# START OF RECORD EXCERPTS
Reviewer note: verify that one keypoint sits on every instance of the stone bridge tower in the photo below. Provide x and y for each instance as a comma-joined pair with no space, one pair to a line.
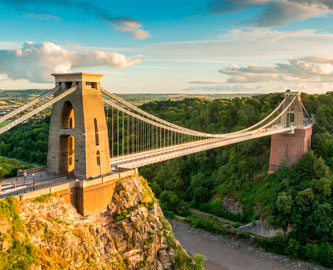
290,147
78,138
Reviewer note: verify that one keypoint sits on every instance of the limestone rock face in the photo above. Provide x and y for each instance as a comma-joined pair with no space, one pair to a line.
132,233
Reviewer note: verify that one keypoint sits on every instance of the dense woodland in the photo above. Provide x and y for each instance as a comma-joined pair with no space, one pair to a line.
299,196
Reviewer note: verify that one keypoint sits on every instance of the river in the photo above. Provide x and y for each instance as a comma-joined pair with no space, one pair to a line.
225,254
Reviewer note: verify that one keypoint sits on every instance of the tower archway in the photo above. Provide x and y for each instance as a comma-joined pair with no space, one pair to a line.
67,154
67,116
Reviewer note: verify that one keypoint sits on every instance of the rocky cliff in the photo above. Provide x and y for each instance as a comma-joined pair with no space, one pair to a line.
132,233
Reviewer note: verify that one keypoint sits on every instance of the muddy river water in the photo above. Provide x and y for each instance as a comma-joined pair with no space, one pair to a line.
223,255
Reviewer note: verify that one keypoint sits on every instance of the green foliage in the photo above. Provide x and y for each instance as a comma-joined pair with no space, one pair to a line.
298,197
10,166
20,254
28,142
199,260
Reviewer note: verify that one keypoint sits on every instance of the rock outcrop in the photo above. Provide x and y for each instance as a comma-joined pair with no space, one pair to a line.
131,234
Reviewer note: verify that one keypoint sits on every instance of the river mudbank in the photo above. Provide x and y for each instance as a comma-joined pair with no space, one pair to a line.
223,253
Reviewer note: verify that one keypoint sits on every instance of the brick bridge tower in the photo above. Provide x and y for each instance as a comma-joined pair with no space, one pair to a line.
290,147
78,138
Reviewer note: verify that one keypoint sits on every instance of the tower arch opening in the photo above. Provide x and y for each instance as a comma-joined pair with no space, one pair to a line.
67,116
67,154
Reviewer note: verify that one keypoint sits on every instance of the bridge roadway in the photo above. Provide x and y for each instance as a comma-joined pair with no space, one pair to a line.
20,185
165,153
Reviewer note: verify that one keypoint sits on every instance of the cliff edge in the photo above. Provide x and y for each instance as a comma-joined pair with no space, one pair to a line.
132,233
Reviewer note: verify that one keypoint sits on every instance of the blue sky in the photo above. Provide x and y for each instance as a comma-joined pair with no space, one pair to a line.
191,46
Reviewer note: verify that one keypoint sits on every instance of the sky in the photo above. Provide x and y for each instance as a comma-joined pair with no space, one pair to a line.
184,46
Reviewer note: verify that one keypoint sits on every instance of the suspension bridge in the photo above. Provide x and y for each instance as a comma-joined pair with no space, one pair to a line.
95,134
# END OF RECORD EXCERPTS
**PROBLEM DESCRIPTION:** Render every line of the entries above as a Markdown table with the columns "No." and "Text", numbering the rows in order. Skip blank lines and leave out the pictures.

**EXERCISE SOLUTION:**
| No. | Text |
|---|---|
| 1 | Reviewer note: verify that one keypoint sits on every instance of the stone bridge tower in the photo below. Provide x and y for each instance as a comma-joined pair with no space, one pair to a line. |
| 2 | 290,147 |
| 3 | 78,138 |
| 4 | Reviewer note: verify that one keypoint sits on every instance of the limestone rock face in the photo above. Provide x and y for each instance as a comma-joined pair with no space, one pair to a line. |
| 5 | 132,233 |
| 6 | Reviewer note: verify that one keypoint sits on every instance of the dense woodland in the photo above. Provide x and y for each instance as a comma-joined pair with no space, one pair to a line. |
| 7 | 299,196 |
| 8 | Reviewer note: verify that one keypoint sits on every instance of the river in the photo above. Provide x and y for each instance as a comma-joined pair with no space, one pair to a line. |
| 9 | 225,254 |
| 10 | Reviewer note: verify that one keypoint sits on every instance of the tower archway in the photo above. Provide x and y for each instance as a comma-joined pair with no space, one pair to a line. |
| 11 | 67,154 |
| 12 | 67,116 |
| 13 | Reviewer note: verify that one keypoint sits on every instance of the rocky cliff in the photo above. Provide x and y for each instance as a comma-joined pair with no space, one pair to a line. |
| 14 | 132,233 |
| 15 | Reviewer note: verify that one keypoint sits on every instance of the muddy river water in the photo above. Provide x and y for each instance as a comma-joined pair with no space, one pair to a line. |
| 16 | 223,255 |
| 17 | Reviewer note: verify that one keypoint sits on every instance of the green foliage in the photo above. Provide x and y for each instance as a comma-joined pair with no space, one pair to a line. |
| 18 | 298,197 |
| 19 | 10,166 |
| 20 | 20,254 |
| 21 | 28,142 |
| 22 | 199,260 |
| 23 | Reviewer note: verify that one keypoint sits on every instance of the rock outcrop in the photo above. Provide x and y for each instance as a comma-joined pair with no space, one pair to a line. |
| 24 | 131,234 |
| 25 | Reviewer note: verify that one keypoint sits on every instance of the river mudbank in the photo above. Provide x and y for each instance as a comma-joined pair with no space, one pair to a line. |
| 26 | 223,253 |
| 27 | Reviewer note: verify that one keypoint sits on every instance of the brick bridge tower in the photo above. Provide x and y for each instance as a comma-joined pair with no space, one pair to a line. |
| 28 | 290,147 |
| 29 | 78,138 |
| 30 | Reviewer note: verify that one keypoint sits on every instance of the tower arch opening in the photo above. Provide x and y for each instance as a comma-joined pair with no space, one pair to a line. |
| 31 | 67,116 |
| 32 | 67,154 |
| 33 | Reviewer note: verify that one keypoint sits on every instance of the bridge roadway in the photo above. Provide x and y for each instance as a comma-joined pair with no space, one pair to a line. |
| 34 | 20,185 |
| 35 | 165,153 |
| 36 | Reviewer note: verify that one keypoint sits on every instance of the cliff edge in the photo above. Provide x and y for each instance as a comma-joined pair with no space, one pair to a line. |
| 37 | 132,233 |
| 38 | Reviewer note: verify that one keypoint sits on every instance of the blue sky in the photo above. Provide x and y for each instance as a comma-joined pair with no space, one pair to a line. |
| 39 | 191,46 |
| 40 | Reviewer note: verify that one keypoint sits on every instance of the sky in the photo above. Provide x and y for each instance as a comma-joined pair with no space, one pair to a line. |
| 41 | 184,46 |
| 42 | Reviewer note: verify that one keypoint sits on every instance of the suspension bridge in the photo above. Provide x and y for each instance as a comma-joined pair with no space, one pair to a line. |
| 43 | 95,134 |